Что нужно сделать 1: Изложите рассказ о порядках в СИЗО в двух предложениях.
Что нужно сделать 2: Перепишите без изменений часть рассказа о порядках в СИЗО, начиная со слов «Там еще совершенно» и продолжая до слов «лишит их УДО.» включительно.

Фрагмент текста:
Там было много необъяснимых усилений режима. Ты стоишь на проверке — всегда «руки за спину». Есть закон 189 про СИЗО. Нигде там написано, что ты должен так стоять! Но когда я пыталась руки из-за спины убрать, на меня гаркали. Тогда я пошла по всем этим местным инстанциям с требованием объяснить мне, почему я должна это делать. В итоге они принесли мне официальное извинение за действия сотрудников. Может быть, впервые прочитали закон?..

Там еще совершенно запрещается сидеть на кровати — с утра до отбоя. До 23 часов ты должен сидеть на скамеечке. Есть люди, которые годами сидят в этом СИЗО, судятся. И годами сидят на этой скамейке. И они даже не облокачиваются на спинку кровати, потому что если их осудят, то выговор «за кровать», оставшийся в деле, лишит их УДО.
Но поскольку я опять-таки девочка режимная и вообще ботаник, время я там провела не так и плохо. Я просила все-таки сотрудников учреждения выключать принудительное радио в камере. В итоге они сделали послабление и позволили мне самостоятельно регулировать громкость. А те инспекторы, которые не знали, что мне это было дозволено начальством учреждения, спрашивали: «Что ты делаешь?!»

Записанные данные:

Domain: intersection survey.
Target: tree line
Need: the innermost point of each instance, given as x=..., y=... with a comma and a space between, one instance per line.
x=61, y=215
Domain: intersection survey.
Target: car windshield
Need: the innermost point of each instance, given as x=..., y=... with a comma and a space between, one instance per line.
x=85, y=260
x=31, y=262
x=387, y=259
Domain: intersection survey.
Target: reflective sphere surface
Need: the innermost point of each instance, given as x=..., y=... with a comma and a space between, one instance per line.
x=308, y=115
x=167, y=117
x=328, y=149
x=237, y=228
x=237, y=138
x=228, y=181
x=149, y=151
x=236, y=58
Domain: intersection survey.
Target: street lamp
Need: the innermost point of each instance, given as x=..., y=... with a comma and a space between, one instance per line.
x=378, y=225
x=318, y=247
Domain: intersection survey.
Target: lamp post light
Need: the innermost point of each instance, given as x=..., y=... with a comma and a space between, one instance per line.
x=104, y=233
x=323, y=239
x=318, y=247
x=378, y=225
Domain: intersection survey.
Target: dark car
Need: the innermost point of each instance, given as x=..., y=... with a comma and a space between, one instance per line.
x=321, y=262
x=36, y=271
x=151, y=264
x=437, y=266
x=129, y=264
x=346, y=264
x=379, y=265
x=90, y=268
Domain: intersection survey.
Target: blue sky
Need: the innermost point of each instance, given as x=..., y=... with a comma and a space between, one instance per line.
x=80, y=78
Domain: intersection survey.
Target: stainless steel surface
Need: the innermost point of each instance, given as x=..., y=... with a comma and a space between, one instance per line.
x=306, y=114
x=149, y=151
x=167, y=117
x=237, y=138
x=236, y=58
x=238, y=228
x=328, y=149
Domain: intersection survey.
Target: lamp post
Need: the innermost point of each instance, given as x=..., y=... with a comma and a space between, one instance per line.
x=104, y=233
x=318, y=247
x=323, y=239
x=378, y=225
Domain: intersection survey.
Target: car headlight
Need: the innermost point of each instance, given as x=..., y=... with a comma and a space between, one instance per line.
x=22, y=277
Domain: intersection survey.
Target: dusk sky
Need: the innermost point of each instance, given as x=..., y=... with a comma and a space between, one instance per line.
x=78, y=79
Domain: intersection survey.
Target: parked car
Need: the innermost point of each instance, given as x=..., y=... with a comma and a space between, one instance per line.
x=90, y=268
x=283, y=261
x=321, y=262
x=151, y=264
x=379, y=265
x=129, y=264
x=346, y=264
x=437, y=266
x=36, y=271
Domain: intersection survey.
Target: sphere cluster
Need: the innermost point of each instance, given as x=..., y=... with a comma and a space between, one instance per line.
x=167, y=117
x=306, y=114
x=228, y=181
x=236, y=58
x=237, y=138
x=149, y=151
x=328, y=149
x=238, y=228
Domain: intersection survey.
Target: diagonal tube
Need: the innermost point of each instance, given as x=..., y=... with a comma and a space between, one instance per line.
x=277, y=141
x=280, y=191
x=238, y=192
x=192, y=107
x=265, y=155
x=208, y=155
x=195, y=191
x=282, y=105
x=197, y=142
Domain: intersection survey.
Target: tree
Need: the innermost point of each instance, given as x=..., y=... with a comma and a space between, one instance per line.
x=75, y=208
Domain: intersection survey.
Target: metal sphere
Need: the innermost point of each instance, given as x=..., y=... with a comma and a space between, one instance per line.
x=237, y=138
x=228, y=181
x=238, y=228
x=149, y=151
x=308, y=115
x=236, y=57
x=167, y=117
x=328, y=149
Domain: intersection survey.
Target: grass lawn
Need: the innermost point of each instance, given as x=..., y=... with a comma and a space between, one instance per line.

Ваше решение 1: В СИЗО много необъяснимых усилений режима: на проверке требуют стоять с руками за спину, хотя закон 189 этого нигде не предписывает, а сидеть на кровати запрещено с утра до отбоя, и люди годами сидят на скамейке, опасаясь выговора «за кровать», который лишит их УДО. Рассказчица добилась от сотрудников официального извинения за их действия, а также разрешения самой регулировать громкость принудительного радио в камере.

Ваше решение 2:
Там еще совершенно запрещается сидеть на кровати — с утра до отбоя. До 23 часов ты должен сидеть на скамеечке. Есть люди, которые годами сидят в этом СИЗО, судятся. И годами сидят на этой скамейке. И они даже не облокачиваются на спинку кровати, потому что если их осудят, то выговор «за кровать», оставшийся в деле, лишит их УДО.